Estratto:
——

Voto 10 e Lode. Al circuito di Portimao. Ma quanto è figo? Su, giù, poi ancora su e ancora giù, frenatone da stomaco in gola e curvone da percorrenza infinito. Ormai di layout così ce ne sono pochi, anzi c’è quasi solo il Mugello, e quando capitano tracciati che seguono le linee naturali di una collina c’è sempre da divertirsi. Troppo piatto non ci piace, ma non fateci dire di più che poi quelli del politicamente corretto e le femministe si risentono. Vedere i piloti girare a Portimao fa venire voglia di provare a lanciarsi tra i cordoli anche a chi non ha mai chiuso una gomma. Portimaomeravigliao.
Voto 10. A Pecco Bagnaia. Avrebbe potuto gridare all’ingiustizia e, invece, ha mantenuto la calma, facendo notare che quella bandiera gialla lui non avrebbe potuto vederla, dato che il suo sguardo era chiaramente rivolto dalla parte opposta. Invece ha accettato l’errore, assumendosene pure le responsabilità. Il giorno dopo ha metabolizzato il fatto avverso, trasformandolo in gas e sul circuito di Portimao lo ha dato tutto. Attaccando fin quando ha potuto e difendendosi rabbiosamente nell’ultimo giro e mezzo. Riesce a sfruttare la Ducati senza stressare troppo le gomme (ci riusciva già lo scorso anno col quella del Team Pramac). Ogni scongiuro è d’obbligo, ma il sogno dell’italiano sull’italiana potrebbe non essere solo un sogno. #faccigoderepecco
Voto 9. A Alex Rins. Ma come: è caduto!?! Sì, è caduto, ma mentre ci stava provando in ogni modo. Avrebbe potuto accontentarsi della seconda piazza, che sicuramente gli avrebbe permesso di tornare da Portimao con una buona posizione nella classifica iridata, ma quelli che ci mettono il cuore fino a sbagliare, quelli che non si accontentano fino a farsi male ci piacciono troppo. Apparteniamo alla generazione che si è innamorata delle corse in moto ai tempi di un certo Kewin Schwantz, uno che, come cantava Battisti in quel capolavoro che si intitola Questione di Cellule, “o molto in alto, o sulla strada”. Se guidi una Suzuki dovrebbe essere un comandamento, proprio per rendere onore al mito assoluto del 34. C’ha provato, è andata male e va bene così. Perdere l’osso è meglio che mollarlo.

——

[Record di identificazione della posizione]
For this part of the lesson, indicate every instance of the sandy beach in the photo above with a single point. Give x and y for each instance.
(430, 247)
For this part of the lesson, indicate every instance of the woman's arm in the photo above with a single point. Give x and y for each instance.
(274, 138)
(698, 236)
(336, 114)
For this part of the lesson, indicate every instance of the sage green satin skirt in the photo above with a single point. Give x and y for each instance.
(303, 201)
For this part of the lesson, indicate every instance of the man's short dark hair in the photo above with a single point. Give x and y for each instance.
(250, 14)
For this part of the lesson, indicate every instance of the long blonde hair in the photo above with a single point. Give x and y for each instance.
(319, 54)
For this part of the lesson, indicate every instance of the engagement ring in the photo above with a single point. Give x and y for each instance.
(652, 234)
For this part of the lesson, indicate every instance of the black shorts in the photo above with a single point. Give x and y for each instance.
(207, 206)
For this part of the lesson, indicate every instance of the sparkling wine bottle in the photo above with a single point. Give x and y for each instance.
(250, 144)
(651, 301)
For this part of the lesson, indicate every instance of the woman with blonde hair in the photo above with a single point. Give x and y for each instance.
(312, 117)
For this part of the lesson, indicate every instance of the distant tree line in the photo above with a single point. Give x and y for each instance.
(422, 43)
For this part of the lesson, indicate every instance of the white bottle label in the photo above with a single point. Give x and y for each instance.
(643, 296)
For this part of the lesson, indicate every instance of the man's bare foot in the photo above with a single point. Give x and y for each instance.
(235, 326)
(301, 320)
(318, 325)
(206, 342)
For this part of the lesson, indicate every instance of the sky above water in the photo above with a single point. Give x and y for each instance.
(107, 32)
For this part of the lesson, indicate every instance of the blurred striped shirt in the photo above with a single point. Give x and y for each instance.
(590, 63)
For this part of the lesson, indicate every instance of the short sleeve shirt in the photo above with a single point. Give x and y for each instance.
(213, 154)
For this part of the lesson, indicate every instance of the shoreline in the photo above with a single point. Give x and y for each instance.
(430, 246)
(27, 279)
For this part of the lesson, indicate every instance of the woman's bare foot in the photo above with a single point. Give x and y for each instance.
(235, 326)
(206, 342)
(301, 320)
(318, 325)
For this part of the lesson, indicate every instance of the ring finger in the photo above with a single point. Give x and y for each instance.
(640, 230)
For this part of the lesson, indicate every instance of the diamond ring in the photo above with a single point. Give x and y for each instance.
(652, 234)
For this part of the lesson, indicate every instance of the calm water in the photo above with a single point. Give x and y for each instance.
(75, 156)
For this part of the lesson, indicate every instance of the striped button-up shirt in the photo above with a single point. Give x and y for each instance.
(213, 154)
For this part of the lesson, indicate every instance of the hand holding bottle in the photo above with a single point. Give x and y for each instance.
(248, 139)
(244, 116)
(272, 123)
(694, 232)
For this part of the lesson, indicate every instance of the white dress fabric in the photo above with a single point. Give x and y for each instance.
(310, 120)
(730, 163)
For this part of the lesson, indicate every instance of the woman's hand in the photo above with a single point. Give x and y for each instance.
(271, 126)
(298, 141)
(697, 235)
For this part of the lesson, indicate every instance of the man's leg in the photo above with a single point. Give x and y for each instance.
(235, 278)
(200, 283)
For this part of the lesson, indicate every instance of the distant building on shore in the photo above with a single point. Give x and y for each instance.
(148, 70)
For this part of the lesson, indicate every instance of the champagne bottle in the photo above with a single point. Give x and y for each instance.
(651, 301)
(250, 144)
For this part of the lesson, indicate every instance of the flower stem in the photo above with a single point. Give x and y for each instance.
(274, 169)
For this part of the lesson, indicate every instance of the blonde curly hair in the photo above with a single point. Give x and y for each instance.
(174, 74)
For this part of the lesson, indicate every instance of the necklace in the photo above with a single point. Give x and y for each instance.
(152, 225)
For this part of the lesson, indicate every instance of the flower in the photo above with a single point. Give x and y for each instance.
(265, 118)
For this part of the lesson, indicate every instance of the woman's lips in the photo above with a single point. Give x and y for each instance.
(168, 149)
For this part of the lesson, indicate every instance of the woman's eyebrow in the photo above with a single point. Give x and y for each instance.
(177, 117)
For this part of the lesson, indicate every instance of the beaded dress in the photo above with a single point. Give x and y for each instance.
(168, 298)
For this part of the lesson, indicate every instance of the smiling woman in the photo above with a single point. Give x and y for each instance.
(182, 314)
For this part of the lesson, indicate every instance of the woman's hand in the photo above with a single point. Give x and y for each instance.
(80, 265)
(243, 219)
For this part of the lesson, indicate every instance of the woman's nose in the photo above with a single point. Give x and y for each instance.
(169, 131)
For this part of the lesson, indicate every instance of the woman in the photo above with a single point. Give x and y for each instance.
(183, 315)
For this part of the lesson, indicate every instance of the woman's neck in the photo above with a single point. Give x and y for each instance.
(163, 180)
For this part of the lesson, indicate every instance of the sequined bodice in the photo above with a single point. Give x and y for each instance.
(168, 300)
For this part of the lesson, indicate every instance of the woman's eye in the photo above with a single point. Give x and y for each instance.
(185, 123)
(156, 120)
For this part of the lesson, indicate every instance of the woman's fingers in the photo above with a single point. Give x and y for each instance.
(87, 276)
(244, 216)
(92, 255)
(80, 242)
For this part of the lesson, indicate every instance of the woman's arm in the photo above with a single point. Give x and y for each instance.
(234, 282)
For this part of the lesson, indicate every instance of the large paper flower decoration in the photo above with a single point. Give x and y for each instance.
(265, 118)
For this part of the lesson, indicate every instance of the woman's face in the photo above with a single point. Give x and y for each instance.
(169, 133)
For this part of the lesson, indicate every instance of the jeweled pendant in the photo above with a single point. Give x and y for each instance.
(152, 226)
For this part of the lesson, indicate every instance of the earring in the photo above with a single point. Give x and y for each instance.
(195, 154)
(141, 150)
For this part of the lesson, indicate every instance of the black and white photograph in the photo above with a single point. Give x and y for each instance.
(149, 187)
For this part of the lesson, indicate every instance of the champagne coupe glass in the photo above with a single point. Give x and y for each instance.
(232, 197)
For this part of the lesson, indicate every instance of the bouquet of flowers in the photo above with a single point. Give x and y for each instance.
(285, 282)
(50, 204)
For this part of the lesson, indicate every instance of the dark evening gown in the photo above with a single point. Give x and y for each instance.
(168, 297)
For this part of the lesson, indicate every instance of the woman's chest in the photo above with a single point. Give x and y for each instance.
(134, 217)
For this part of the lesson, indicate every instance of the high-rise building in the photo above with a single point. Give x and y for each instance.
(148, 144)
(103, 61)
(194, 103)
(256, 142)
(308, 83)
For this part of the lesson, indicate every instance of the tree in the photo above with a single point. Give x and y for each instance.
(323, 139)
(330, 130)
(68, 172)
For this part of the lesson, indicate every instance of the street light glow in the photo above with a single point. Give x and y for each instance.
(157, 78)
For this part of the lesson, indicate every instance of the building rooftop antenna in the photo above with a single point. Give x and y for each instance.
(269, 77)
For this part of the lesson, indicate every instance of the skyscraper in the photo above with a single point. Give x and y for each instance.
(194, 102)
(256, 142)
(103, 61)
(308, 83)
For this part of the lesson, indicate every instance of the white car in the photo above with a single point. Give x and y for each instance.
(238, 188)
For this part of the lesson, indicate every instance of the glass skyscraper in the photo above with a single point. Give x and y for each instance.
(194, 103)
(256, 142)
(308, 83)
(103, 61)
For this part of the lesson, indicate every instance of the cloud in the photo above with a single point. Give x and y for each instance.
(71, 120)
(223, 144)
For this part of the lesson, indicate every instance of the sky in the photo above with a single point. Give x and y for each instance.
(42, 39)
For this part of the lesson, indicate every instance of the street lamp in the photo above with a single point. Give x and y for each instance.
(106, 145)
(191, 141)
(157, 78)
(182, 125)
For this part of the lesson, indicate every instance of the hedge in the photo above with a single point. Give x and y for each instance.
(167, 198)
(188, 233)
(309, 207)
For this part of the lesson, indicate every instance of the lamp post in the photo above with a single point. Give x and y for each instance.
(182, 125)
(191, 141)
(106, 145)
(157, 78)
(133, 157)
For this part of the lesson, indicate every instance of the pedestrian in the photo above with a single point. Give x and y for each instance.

——

Da fare:
- 1) Rispondi a queste domande sulle pagelle di Portimao:
(a) Quale voto riceve il circuito di Portimao?
(b) Con quale team correva Pecco Bagnaia lo scorso anno?
(c) Quale voto riceve Alex Rins?
- 2) Prosegui le pagelle di Portimao a partire dall'ultima frase.
I record provengono da un'altra fonte.

Risultati per compito:
- 1)
(a) 10 e Lode.
(b) Con il Team Pramac.
(c) 9.

- 2)
Voto 8. Al Sylvester Stallone di Portimao. Quella clip di Rocky Balboa, massacrato dall’avversario e con dolori anche alla punta dell’alluce, che ripete a raffica “non fa male, non fa male, non fa male” ha vissuto un remake sul circuito portoghese. Nel ruolo del pugile che prima incassa e poi reagisce un ottimo TakaaRocky Nakagami. Ha tirato una mina pazzesca in prova, senza rimediare fratture, ma con tanto dolore. Il sabato ha rinunciato alle qualifiche, perché neanche gli antidolorifici sembravano offrire sollievo. Poi, dopo un giorno di riposo, s’è presentato in griglia, nell’ultima casella. Ultimo e, come si dice a Roma, pure ‘mmostato! Ha fatto la sua corsa ed ha chiuso decimo. Adrianaaaaaaaaaaaaaaaaaaa!!!
Voto 7. A Fabio Quartararo. Ha fatto quello che doveva fare: vincere! Ma questa volta mettendoci tanto del suo, perché in partenza è rimasto dietro e perché è tornato davanti strappando tempi impensabili in gara. Ha maggiore consapevolezza rispetto al passato e lo ha dimostrato anche dopo le qualifiche, ammettendo che lui non avrebbe mai avuto nel polso destro la possibilità di fare il tempo che aveva fatto Bagnaia. Emergono una maturità diversa e pure una capacità sorniona di prendersi la leadership nel box del Team Yamaha Monster Energy. Peccato per quel look che farebbe inorridire pure un trapper di borgata. Convincente (estetica esclusa).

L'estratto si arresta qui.